— START THE RECORDS —

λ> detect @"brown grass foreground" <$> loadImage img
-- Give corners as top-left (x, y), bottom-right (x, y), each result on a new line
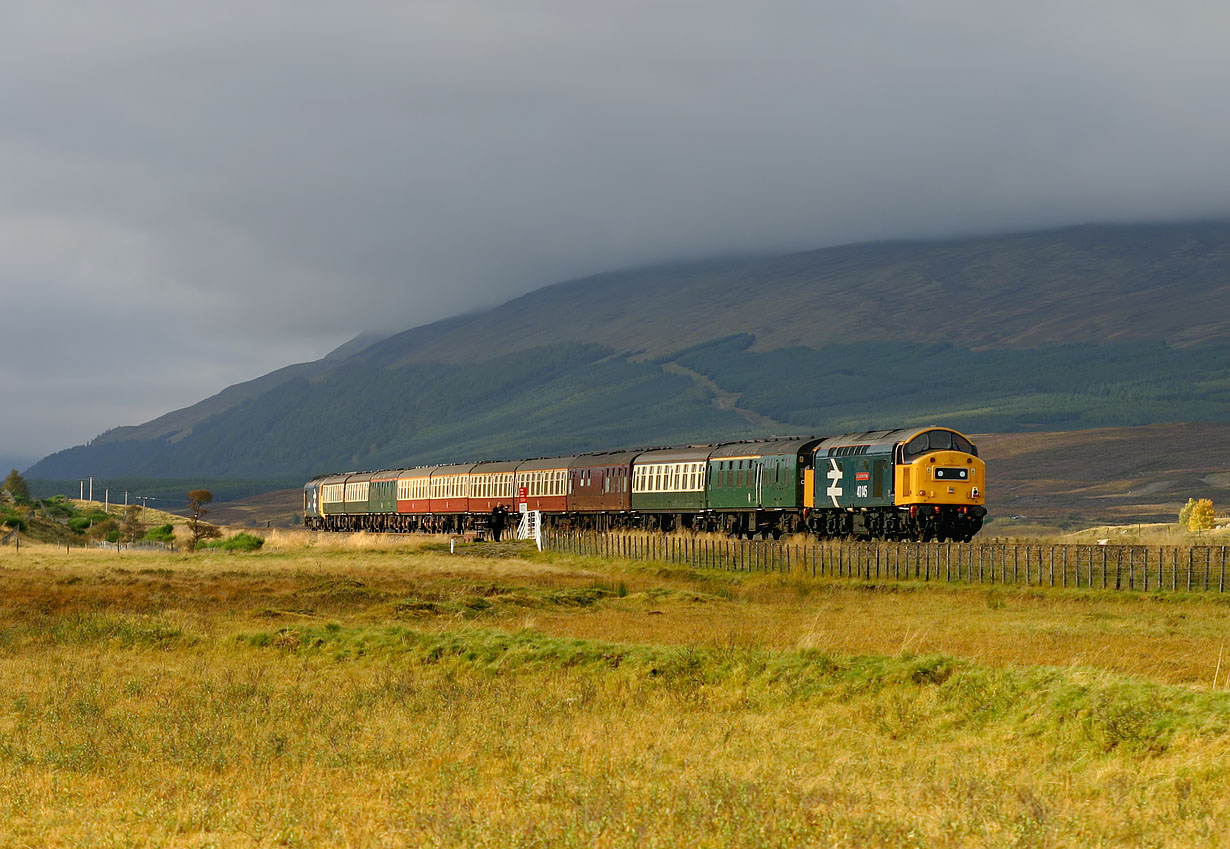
top-left (0, 534), bottom-right (1230, 847)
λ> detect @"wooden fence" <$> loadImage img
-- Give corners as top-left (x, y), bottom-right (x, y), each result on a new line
top-left (542, 529), bottom-right (1228, 593)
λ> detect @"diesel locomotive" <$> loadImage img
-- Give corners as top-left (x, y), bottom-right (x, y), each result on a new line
top-left (304, 427), bottom-right (986, 541)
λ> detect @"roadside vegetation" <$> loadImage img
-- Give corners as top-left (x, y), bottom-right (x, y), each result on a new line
top-left (0, 532), bottom-right (1230, 847)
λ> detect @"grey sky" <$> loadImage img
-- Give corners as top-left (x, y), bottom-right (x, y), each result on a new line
top-left (0, 0), bottom-right (1230, 460)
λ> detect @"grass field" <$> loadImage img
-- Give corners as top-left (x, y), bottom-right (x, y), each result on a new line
top-left (0, 533), bottom-right (1230, 847)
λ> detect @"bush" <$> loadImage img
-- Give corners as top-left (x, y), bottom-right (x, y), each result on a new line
top-left (141, 523), bottom-right (175, 543)
top-left (198, 532), bottom-right (264, 551)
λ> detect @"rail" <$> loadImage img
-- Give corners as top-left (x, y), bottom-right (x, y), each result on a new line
top-left (542, 529), bottom-right (1228, 593)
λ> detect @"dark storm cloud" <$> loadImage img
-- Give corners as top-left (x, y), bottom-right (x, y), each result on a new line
top-left (7, 0), bottom-right (1230, 456)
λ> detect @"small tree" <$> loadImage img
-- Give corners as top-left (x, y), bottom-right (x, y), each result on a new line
top-left (188, 490), bottom-right (223, 551)
top-left (0, 469), bottom-right (30, 504)
top-left (1187, 498), bottom-right (1213, 530)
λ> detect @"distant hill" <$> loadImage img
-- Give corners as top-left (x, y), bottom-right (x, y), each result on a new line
top-left (27, 217), bottom-right (1230, 480)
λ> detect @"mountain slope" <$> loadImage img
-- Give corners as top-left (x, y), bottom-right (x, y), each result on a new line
top-left (346, 217), bottom-right (1230, 365)
top-left (28, 217), bottom-right (1230, 480)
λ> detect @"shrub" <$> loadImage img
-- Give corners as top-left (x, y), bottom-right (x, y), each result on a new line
top-left (141, 522), bottom-right (175, 543)
top-left (1187, 498), bottom-right (1214, 530)
top-left (198, 532), bottom-right (264, 551)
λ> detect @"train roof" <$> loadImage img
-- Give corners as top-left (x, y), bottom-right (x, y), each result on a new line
top-left (428, 463), bottom-right (477, 477)
top-left (710, 437), bottom-right (825, 460)
top-left (568, 449), bottom-right (645, 469)
top-left (517, 454), bottom-right (577, 471)
top-left (471, 460), bottom-right (522, 475)
top-left (818, 425), bottom-right (968, 450)
top-left (636, 445), bottom-right (716, 465)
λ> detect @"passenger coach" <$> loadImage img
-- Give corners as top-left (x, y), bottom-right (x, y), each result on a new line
top-left (304, 427), bottom-right (986, 540)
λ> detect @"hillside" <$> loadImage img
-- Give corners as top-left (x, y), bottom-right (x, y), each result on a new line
top-left (27, 217), bottom-right (1230, 482)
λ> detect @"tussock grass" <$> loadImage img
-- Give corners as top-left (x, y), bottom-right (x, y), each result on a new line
top-left (7, 535), bottom-right (1230, 847)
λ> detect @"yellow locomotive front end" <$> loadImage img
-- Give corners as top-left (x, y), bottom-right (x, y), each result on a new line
top-left (893, 427), bottom-right (986, 541)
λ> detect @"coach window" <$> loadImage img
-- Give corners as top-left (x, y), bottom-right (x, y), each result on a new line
top-left (927, 431), bottom-right (952, 452)
top-left (952, 433), bottom-right (978, 456)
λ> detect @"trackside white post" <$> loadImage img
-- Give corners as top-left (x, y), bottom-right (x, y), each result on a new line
top-left (517, 509), bottom-right (542, 551)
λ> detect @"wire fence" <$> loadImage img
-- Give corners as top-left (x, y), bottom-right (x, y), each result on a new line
top-left (542, 529), bottom-right (1228, 593)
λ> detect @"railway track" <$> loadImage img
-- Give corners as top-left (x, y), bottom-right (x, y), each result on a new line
top-left (542, 529), bottom-right (1230, 593)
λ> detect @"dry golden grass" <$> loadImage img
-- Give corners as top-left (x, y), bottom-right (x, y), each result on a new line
top-left (0, 533), bottom-right (1230, 847)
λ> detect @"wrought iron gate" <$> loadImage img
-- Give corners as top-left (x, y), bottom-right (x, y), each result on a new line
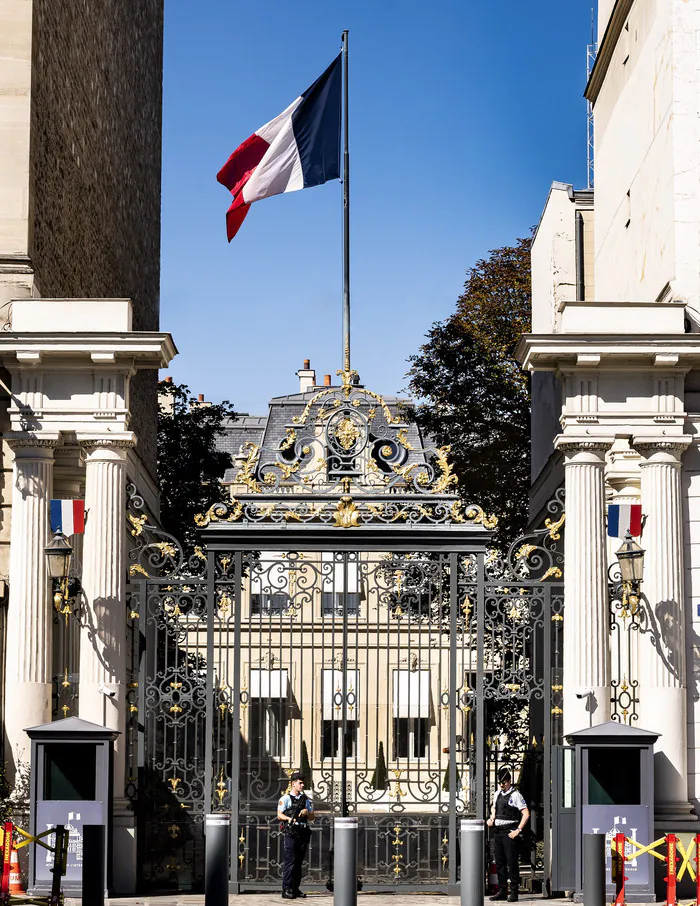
top-left (128, 377), bottom-right (563, 889)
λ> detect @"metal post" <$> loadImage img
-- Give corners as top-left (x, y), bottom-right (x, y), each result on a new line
top-left (204, 812), bottom-right (231, 906)
top-left (474, 551), bottom-right (489, 815)
top-left (343, 29), bottom-right (350, 371)
top-left (82, 824), bottom-right (106, 906)
top-left (460, 818), bottom-right (484, 906)
top-left (583, 834), bottom-right (605, 906)
top-left (340, 553), bottom-right (348, 818)
top-left (447, 551), bottom-right (459, 894)
top-left (332, 818), bottom-right (357, 906)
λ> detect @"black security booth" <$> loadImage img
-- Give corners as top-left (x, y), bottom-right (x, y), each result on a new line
top-left (26, 717), bottom-right (119, 896)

— END THE RECORDS —

PROBLEM DESCRIPTION >> Repeat every line of the records above word for word, leaving out the pictures.

THE COMPLETED TASK >>
λ> detect @"brown grass foreground" <$> loadImage img
-- Give corners as top-left (x, y), bottom-right (x, y), each result on a new line
top-left (0, 534), bottom-right (1230, 847)
λ> detect @"wooden fence" <$> loadImage img
-- Give corners as top-left (x, y), bottom-right (x, y), each result on a new line
top-left (542, 529), bottom-right (1228, 593)
λ> detect @"diesel locomotive" <$> loadImage img
-- Give corners as top-left (x, y), bottom-right (x, y), each result on a new line
top-left (304, 427), bottom-right (986, 541)
λ> detect @"roadside vegetation" <$> loadImage img
-- Give corners as top-left (x, y), bottom-right (x, y), each result on a new line
top-left (0, 532), bottom-right (1230, 847)
λ> detect @"grey sky" <$> loadImage img
-- Give corners as top-left (x, y), bottom-right (x, y), each result on a new line
top-left (0, 0), bottom-right (1230, 460)
λ> detect @"grass field" <$> loadImage img
-- Give corners as top-left (x, y), bottom-right (x, y), each result on a new line
top-left (0, 533), bottom-right (1230, 847)
λ> detect @"bush" <$> loadImage img
-- Give corners as top-left (x, y), bottom-right (x, y), each result on a new line
top-left (141, 523), bottom-right (175, 543)
top-left (198, 532), bottom-right (264, 551)
λ> detect @"rail" <$> loadImage img
-- Give corners as top-left (x, y), bottom-right (x, y), each result on a new line
top-left (542, 529), bottom-right (1228, 593)
λ> detect @"dark storm cloud" <$> loadImage img
-- Give corners as top-left (x, y), bottom-right (x, y), each result on a new line
top-left (7, 0), bottom-right (1230, 456)
λ> detect @"small tree" <$> loadImage img
-- Give corners as top-left (x, y), bottom-right (x, y), each result on a new line
top-left (188, 490), bottom-right (223, 551)
top-left (0, 469), bottom-right (30, 504)
top-left (1187, 498), bottom-right (1213, 530)
λ> detect @"distant hill" <$> loadImage img
-- Give corners as top-left (x, y), bottom-right (x, y), each result on a new line
top-left (27, 217), bottom-right (1230, 480)
λ> detect @"mountain slope" <$> loadImage img
-- Give corners as top-left (x, y), bottom-right (x, y), each result on a new line
top-left (346, 217), bottom-right (1230, 365)
top-left (28, 217), bottom-right (1230, 480)
λ> detect @"shrub" <$> loadImage img
-- Give corners as top-left (x, y), bottom-right (x, y), each result on a new line
top-left (141, 522), bottom-right (175, 543)
top-left (1187, 498), bottom-right (1214, 530)
top-left (198, 532), bottom-right (264, 551)
λ> detect @"train roof" <$> loadImage img
-- Give corners as top-left (x, y), bottom-right (x, y), each result on a new line
top-left (428, 463), bottom-right (477, 477)
top-left (710, 437), bottom-right (825, 460)
top-left (568, 449), bottom-right (645, 469)
top-left (517, 454), bottom-right (577, 471)
top-left (471, 460), bottom-right (522, 475)
top-left (818, 425), bottom-right (968, 450)
top-left (636, 445), bottom-right (716, 465)
λ> detect @"passenger coach" <$> loadImage img
-- Give corners as top-left (x, y), bottom-right (x, y), each result on a new line
top-left (304, 427), bottom-right (986, 540)
λ> detect @"hillside" <$> loadImage img
-- Give corners as top-left (x, y), bottom-right (x, y), each result on a new line
top-left (27, 217), bottom-right (1230, 482)
λ> detect @"tussock grass" <$> loadImage img
-- Give corners as top-left (x, y), bottom-right (x, y), each result on a new line
top-left (7, 535), bottom-right (1230, 847)
λ> detect @"yellow locomotive front end" <$> loadImage img
-- Give corners as top-left (x, y), bottom-right (x, y), each result on a new line
top-left (893, 427), bottom-right (986, 541)
λ> detect @"coach window" <$> loadImage img
-- Give corners as top-left (x, y), bottom-right (x, y), each result on a new line
top-left (927, 431), bottom-right (952, 452)
top-left (952, 433), bottom-right (978, 456)
λ> detect @"trackside white post" <$> loadImage img
-- Give corners as top-left (x, y), bottom-right (x, y), each result on a new line
top-left (517, 509), bottom-right (542, 551)
λ> detect @"wire fence" <$> loadImage img
-- Give corners as top-left (x, y), bottom-right (x, y), each result on a new line
top-left (542, 529), bottom-right (1228, 593)
λ> detect @"railway track" <$> loadImage img
-- Give corners as top-left (x, y), bottom-right (x, y), each result on a new line
top-left (542, 529), bottom-right (1230, 593)
λ> detect @"dry golden grass" <$> loadImage img
-- Give corners as top-left (x, y), bottom-right (x, y), each result on a new line
top-left (0, 533), bottom-right (1230, 847)
λ> detect @"wrought iron gate" <$> loadImage img
-- Give corners as top-left (x, y), bottom-right (x, y), each result on a new line
top-left (128, 377), bottom-right (563, 889)
λ> detect @"metal post" <$> loadImage img
-- Give corners as top-left (x, y), bottom-right (x, y), each result on a new line
top-left (204, 812), bottom-right (231, 906)
top-left (474, 551), bottom-right (489, 815)
top-left (343, 29), bottom-right (350, 371)
top-left (82, 824), bottom-right (106, 906)
top-left (460, 818), bottom-right (484, 906)
top-left (583, 834), bottom-right (605, 906)
top-left (340, 553), bottom-right (348, 818)
top-left (447, 551), bottom-right (459, 894)
top-left (332, 818), bottom-right (357, 906)
λ> detect @"black security booth" <$> loadImage img
-- Give corners as top-left (x, y), bottom-right (x, y), each result on a new line
top-left (26, 717), bottom-right (119, 896)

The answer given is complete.